**EXERCISE**
Could you write out all these lines again, substituting "annotation team" for every "labeling team" and leaving everything else unchanged?

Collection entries
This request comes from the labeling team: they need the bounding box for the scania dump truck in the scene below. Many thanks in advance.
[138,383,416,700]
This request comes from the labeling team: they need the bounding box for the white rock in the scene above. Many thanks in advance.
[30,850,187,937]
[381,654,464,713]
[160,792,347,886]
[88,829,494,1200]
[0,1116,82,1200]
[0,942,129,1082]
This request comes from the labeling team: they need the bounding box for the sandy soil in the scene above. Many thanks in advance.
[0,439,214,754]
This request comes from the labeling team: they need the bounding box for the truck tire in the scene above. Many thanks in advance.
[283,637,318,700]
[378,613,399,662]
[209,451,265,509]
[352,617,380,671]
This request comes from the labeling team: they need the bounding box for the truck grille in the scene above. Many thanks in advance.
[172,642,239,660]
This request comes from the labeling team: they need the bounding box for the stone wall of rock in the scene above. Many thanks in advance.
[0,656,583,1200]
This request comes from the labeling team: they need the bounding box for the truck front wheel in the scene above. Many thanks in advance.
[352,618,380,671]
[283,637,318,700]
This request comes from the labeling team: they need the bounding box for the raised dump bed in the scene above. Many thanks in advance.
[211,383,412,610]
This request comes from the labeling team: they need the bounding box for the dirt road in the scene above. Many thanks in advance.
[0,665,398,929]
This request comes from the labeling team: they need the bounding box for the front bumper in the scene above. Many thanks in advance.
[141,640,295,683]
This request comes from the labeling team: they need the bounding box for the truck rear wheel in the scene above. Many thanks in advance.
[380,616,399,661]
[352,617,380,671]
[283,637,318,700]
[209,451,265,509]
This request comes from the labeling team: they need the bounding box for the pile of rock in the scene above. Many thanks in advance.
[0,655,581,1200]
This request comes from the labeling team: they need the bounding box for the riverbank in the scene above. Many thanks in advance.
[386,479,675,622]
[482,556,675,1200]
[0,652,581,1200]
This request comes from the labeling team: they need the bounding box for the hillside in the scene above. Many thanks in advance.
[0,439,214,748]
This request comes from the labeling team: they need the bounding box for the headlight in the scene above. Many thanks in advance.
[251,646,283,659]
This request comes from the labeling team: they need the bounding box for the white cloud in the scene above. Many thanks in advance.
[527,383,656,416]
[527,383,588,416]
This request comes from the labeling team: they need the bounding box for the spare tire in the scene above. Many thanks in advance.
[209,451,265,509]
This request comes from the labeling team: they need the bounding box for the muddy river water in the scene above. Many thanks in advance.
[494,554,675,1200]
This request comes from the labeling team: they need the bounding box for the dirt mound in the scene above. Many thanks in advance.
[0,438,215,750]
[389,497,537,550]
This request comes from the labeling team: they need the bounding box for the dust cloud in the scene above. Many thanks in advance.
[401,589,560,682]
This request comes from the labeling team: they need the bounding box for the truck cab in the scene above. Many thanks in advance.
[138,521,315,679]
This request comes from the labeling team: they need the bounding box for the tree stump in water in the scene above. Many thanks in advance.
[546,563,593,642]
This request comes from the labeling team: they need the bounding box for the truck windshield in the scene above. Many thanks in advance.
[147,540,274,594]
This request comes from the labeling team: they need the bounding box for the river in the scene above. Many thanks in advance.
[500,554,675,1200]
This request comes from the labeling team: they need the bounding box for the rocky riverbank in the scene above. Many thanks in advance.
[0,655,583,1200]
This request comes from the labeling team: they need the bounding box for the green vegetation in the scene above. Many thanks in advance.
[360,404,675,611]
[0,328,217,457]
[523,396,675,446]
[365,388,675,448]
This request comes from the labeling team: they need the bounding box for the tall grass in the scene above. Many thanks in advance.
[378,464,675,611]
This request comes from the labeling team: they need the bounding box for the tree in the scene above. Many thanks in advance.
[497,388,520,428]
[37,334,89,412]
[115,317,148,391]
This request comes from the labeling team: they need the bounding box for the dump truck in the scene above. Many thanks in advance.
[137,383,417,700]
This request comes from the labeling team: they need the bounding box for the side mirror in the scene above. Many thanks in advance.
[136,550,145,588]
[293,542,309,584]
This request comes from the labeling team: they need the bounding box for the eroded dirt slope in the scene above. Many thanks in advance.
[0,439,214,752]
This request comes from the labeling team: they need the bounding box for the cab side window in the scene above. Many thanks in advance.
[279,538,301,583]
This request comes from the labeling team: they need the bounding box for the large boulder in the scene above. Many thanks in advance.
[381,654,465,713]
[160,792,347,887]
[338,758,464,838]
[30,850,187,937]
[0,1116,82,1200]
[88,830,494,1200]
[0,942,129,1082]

**CORRECT RESULT**
This request comes from the annotation team: they need the bounding box for the scania dump truck in the scene below. Many thanks in advance.
[138,383,416,700]
This request comes from the annotation team: they need the bounding box for the white rock in the scene above. Many thanks in advance.
[30,850,187,937]
[381,654,464,713]
[160,792,347,886]
[88,829,494,1200]
[0,1116,82,1200]
[0,942,129,1082]
This request comes from the annotation team: they need the bounding box for the sandy soil in the scene above. Many thanks in advance.
[0,439,214,754]
This request comes from the annotation team: they need the bounding box for the truck tire in the scene above. Many thanks in advance.
[283,637,318,700]
[378,613,399,662]
[209,451,265,509]
[352,617,380,671]
This request comes from the annotation team: they need the bounding box for the truck grille in the scene above. Many thanks in advance.
[172,642,239,660]
This request comes from the annotation team: they need the bounding box for the stone wall of rock in the scene above. Many thanks in advance.
[0,656,583,1200]
This request comes from the annotation team: they need the bounding box for the truck front wheel in the scene above. Many thanks in advance.
[352,618,380,671]
[283,637,318,700]
This request comes from the annotation team: they need the bounding box for the raised dump bed in the scene above. Many thanks in advance.
[211,383,412,610]
This request comes from the annotation team: they need the bounding box for the dirt road in the scene above. Many thanks in advance.
[0,665,398,929]
This request comes from the annotation team: they need the bounding box for the front bumper in the scene above. Many thanks in advance.
[141,640,295,683]
This request comes from the annotation team: they need the bounding box for the truck rear wheel in the scene above. Many thanks in advance.
[380,616,399,661]
[352,617,380,671]
[283,637,318,700]
[209,451,265,509]
This request comes from the annotation team: they need the bounding box for the pile of rock in the scene above. Many thanks in advance.
[0,655,581,1200]
This request comes from the annotation team: they need the bounding box for the riverbank in the scene above. Many thanks in advance.
[386,479,675,622]
[482,556,675,1200]
[0,652,581,1200]
This request comes from the annotation team: they need the bounding box for the hillside in the scene above. Many thanks in advance.
[0,439,214,748]
This request comes from the annotation team: they need the bounding box for the headlight in the scene above. Many thanks in advance.
[251,646,283,659]
This request comes from the annotation team: they need the bounding box for the white cloud in the scene above. Many thanks in advance.
[527,383,656,416]
[527,383,588,416]
This request comes from the annotation team: they need the bounding box for the spare tire in the scene above. Many thanks in advance.
[209,451,265,509]
This request comes from the annotation team: they need the bounding box for the muddy river water in the scene above. Many thanks in advance.
[494,554,675,1200]
This request comes from the annotation team: they need the bounding box for the dirt mound in the scene above. Many thanks in advance.
[0,438,215,750]
[389,497,537,550]
This request comes from the annotation team: they need the bounding box for the dust cloud in the scene above. Many thanks in advance.
[401,589,560,682]
This request comes from the annotation team: they need the bounding box for the truck cab in the scene above. Many thanks in advance.
[138,521,315,679]
This request comes from the annotation team: they need the bounding box for the tree stump in water in the scene above. Many thanks in advance.
[546,563,593,642]
This request comes from the annotation team: they need the bounding box for the truck windshield in the scene above. Many thanks in advance.
[147,540,274,594]
This request comes from the annotation team: they need the bounding box for the river in the scene above. Many thanks in advance.
[500,554,675,1200]
This request comes from the annotation team: they need the bounding box for the rocky riverbank in the scene above. Many thanks in advance.
[0,655,583,1200]
This request comes from the annotation team: they need the bounding box for the green vegetation in the scene above. Many thanks in advance.
[360,404,675,611]
[0,328,217,457]
[523,396,675,446]
[365,388,675,448]
This request comes from the annotation team: they need the bounding box for the tall grass in the scene above. Many thanks in advance.
[378,464,675,611]
This request comes from the annotation team: they need the bounding box for the tree in the scene above. Many thanks in advance.
[497,388,520,428]
[37,334,89,412]
[115,317,148,391]
This request comes from the annotation team: they need the bounding box for the dump truck in the scene above. Many thanks in advance.
[137,383,417,700]
This request comes from the annotation team: they need the bounding box for the side mirror in the scene above. Many thanks in advance.
[136,550,145,588]
[293,542,309,584]
This request comes from the annotation team: they need the bounding box for the eroded dirt slope in the scene above. Many thanks in advance.
[0,439,214,752]
This request comes from the annotation team: they need the bounding box for the cab side window in the scene above. Many thanks in advance.
[279,538,301,583]
This request comes from the annotation team: they need the bounding box for the large boulder in the scene above. Many thanks in advance.
[381,654,465,713]
[160,792,347,887]
[338,758,464,838]
[30,850,187,937]
[0,1116,82,1200]
[88,830,494,1200]
[0,942,129,1082]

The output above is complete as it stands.